SUPPLIED ENTRIES:
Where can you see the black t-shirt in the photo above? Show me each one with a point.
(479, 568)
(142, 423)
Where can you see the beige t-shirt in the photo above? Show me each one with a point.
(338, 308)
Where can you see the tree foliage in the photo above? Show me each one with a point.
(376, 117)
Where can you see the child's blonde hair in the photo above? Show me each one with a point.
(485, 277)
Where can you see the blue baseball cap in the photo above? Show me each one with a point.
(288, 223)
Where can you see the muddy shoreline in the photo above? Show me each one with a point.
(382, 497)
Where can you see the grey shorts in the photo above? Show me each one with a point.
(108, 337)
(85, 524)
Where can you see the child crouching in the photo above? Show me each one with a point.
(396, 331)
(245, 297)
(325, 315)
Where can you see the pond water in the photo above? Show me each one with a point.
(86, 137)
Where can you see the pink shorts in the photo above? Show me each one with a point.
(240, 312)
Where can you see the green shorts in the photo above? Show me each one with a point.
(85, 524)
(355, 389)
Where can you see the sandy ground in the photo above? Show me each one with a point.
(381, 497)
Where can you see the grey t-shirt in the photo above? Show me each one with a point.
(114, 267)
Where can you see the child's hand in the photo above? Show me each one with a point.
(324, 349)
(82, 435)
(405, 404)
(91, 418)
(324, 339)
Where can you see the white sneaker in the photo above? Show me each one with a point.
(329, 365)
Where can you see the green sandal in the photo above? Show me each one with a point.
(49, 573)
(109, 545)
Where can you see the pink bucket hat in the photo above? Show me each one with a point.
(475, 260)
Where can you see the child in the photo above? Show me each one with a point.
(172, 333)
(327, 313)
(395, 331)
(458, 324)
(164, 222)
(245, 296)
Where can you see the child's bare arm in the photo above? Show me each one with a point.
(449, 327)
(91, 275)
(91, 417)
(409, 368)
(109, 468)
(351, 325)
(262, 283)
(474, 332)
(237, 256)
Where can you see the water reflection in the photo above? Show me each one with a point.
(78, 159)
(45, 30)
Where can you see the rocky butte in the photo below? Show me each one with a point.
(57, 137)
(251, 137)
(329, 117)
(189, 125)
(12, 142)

THE PROBLEM: After reading the data, retype all of it exactly as it reads.

ANSWER TO THE PROBLEM:
Where can you see the black t-shirt in the photo above? Show me each one with a point.
(479, 568)
(142, 423)
Where can you see the beige t-shirt in the photo above? Show me each one with a point.
(338, 308)
Where can you see the tree foliage in the photo above? Show me each one with a point.
(376, 117)
Where can you see the child's blonde hair in the photo above? Show me each one with a point.
(485, 277)
Where can you see the blue baseball cap in the photo above? Show me each one with a point.
(288, 223)
Where can you see the muddy shoreline in the photo above? Show me each one with a point.
(382, 497)
Where can you see the grey shorts in the photo above? Show me each one with a point.
(108, 337)
(85, 524)
Where can you see the child crouching in the photo above? Show me each one with a point.
(396, 331)
(245, 297)
(325, 315)
Where can you see the pond water in the photo above? Show me each one with a point.
(86, 137)
Where can you see the pink shorts in the photo above? Show me each one with a point.
(240, 312)
Where can you see the green shorts in the photo above? Show me each one with a point.
(85, 524)
(355, 389)
Where can you see the sandy ground in the photo above? Show me each one with a point.
(381, 497)
Where can you see the grey t-shirt in the photo above? Show me each one with a point.
(114, 267)
Where can you see the child's hand in the photo above? Show me each one with a point.
(324, 349)
(82, 435)
(405, 404)
(91, 418)
(324, 339)
Where can you see the white sneaker in the photo above? Show me each one with a point.
(329, 365)
Where can you see the green sandal in the photo above? Show me each one with a point.
(49, 573)
(109, 545)
Where can you see the pink bucket hat in the photo above? Show me each one with a point.
(475, 260)
Where can you see the child in the photo above? Show me each one with a point.
(172, 333)
(327, 313)
(395, 331)
(458, 324)
(164, 222)
(245, 296)
Where can you see the child's bare arm in the photo above? Show me each one with a point.
(449, 327)
(91, 275)
(91, 417)
(409, 368)
(109, 468)
(351, 325)
(262, 283)
(474, 332)
(237, 256)
Where can you see the water reflection in the photo above? Show me each one with a point.
(78, 159)
(45, 30)
Where can you see the rocky butte in the photo below? Show me each one with a point.
(57, 137)
(251, 137)
(329, 117)
(189, 125)
(12, 142)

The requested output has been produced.